October 28th, 2010
October 28th, 2010
International consensus on almost any policy usually happens step by (excruciating) step. Even reforms that seem obvious in retrospect, like the international laws with respect to bribery and foreign corruption, are initiated by a pioneer (in this case the U.S. in 1977), but take years or even decades for the international community to follow suit. One poignant example is the case of women’s suffrage, which originated in France in the late 1700s, but didn’t take its first big step until the early 1900s, when Australia and Finland granted their citizens universal suffrage. Even with these early pioneers, it took another 50 or so years before voting rights for women were adopted into international law with the United Nations’ Universal Declaration on Human Rights. It’s worthwhile to note that while the overwhelming majority of states have followed suit (some as late as a few years ago), Saudi Arabia still does not extend the right to vote to its women.
Change takes time, even change as morally obvious as human and equal rights. Those of us who feel compelled to move the world forward must come to terms with that fact that change is slow, but yet must simultaneously continue pressing as if the change must happen today. We push a few countries to be pioneers first and then wait for international and universal consensus later. It’s patient persistence.
With regard to country-by-country (CbC) reporting, which is reporting by multinational corporations (MNCs) on a country basis for tax purposes, the change seems obvious. Almost 60% of world trade is intra-group, yet current accounting practices allow MNCs to obscure all of it from view. The result is dishonest profit-shifting that leads to tax evasion on a massive scale worldwide. It is particularly damaging to developing countries. As with any other change, despite how obvious and intuitive it may seem, there is resistance to this change.
It is for these reasons that I was both startled and thrilled to see a recent announcement by the European Commission (EC) that it is launching a public consultation on the introduction of new rules on country-by-country reporting. It seems the recent U.S. law requiring companies listed on the SEC to report on a country-by-country basis in extractive industries (e.g. minerals, oil, or natural gas) inspired the EC to press forward on this front. The U.S. law—an amendment to the Dodd-Frank Act—was a huge step in country-by-country reporting (though I would note that the Hong Kong Stock Exchange enacted a similar set of listing requirements for mineral companies in June of this year, before Congress passed the Dodd-Frank Act). The EC noted in its press release that “the Dodd-Frank Act…requires all extractive companies…listed on US stock-exchanges to publish payments made to governments on a country-by-country basis. Some EU based companies active in the extractive industry are listed in the US and will therefore in the future be subject to this Act.”
But the EC didn’t stop there. The EC is also interested in developing “general country-by-country reporting by multinational corporations…to (a) help investors to better assess the different national activities of multinational companies…and (b) to enhance transparency about capital flows for instance, to better enforce tax rules.”
It is truly exciting to see the Dodd-Frank Act have such an immediate international implications. It seems that—just this once—we might not have to be quite so patient. Then again, we are still a long cry from global country-by-country reporting, so let’s stay on, patiently persistent.

**Activities**
1 > Please copy the post on country-by-country reporting from "It is truly" to "on, patiently persistent.".
2 > Answer these questions from the post on country-by-country reporting:
(a) Which two countries granted their citizens universal suffrage in the early 1900s?
(b) Roughly what share of world trade is intra-group?
(c) Which country still does not extend the right to vote to its women?

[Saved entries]
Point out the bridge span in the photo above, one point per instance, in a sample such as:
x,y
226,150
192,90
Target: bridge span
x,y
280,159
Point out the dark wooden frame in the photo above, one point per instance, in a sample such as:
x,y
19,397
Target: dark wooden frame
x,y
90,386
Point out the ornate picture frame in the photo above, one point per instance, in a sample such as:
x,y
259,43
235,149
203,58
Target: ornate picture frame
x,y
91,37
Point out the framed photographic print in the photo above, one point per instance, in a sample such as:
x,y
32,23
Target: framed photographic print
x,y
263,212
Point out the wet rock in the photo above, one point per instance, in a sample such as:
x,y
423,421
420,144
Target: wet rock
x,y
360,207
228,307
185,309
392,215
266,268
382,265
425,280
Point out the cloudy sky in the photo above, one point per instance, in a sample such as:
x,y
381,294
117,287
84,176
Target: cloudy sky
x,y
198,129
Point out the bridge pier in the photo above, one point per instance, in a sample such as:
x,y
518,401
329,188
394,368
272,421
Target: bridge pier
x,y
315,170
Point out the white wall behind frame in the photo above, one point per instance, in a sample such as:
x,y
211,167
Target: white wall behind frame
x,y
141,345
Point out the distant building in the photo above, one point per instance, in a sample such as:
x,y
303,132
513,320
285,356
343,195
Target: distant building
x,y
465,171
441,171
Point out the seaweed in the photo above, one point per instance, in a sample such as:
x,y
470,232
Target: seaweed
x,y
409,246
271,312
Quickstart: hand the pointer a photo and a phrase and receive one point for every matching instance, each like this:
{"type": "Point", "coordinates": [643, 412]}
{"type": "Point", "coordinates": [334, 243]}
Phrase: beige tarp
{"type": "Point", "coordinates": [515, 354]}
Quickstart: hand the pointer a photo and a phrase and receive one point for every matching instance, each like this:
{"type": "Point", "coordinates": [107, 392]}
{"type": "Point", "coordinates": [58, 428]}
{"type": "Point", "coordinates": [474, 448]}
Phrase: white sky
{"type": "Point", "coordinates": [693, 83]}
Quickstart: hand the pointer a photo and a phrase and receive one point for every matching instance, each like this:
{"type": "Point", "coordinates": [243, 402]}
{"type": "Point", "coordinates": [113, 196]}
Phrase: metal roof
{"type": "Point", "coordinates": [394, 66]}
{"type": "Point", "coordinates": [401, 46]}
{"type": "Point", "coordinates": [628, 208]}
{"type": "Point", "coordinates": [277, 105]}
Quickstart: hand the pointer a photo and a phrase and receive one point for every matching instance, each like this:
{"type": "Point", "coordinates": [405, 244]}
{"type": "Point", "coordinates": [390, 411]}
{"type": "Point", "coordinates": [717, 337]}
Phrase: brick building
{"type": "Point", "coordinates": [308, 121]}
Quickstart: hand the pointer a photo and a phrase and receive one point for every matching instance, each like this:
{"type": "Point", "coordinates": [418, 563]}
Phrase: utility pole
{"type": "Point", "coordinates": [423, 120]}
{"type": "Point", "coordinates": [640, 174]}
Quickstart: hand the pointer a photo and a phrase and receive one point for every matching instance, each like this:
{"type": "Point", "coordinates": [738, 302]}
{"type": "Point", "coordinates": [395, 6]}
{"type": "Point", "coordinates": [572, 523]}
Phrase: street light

**Responses for each task**
1 >
It is truly exciting to see the Dodd-Frank Act have such an immediate international implications. It seems that—just this once—we might not have to be quite so patient. Then again, we are still a long cry from global country-by-country reporting, so let’s stay on, patiently persistent.

2 >
(a) Australia and Finland
(b) Almost 60%
(c) Saudi Arabia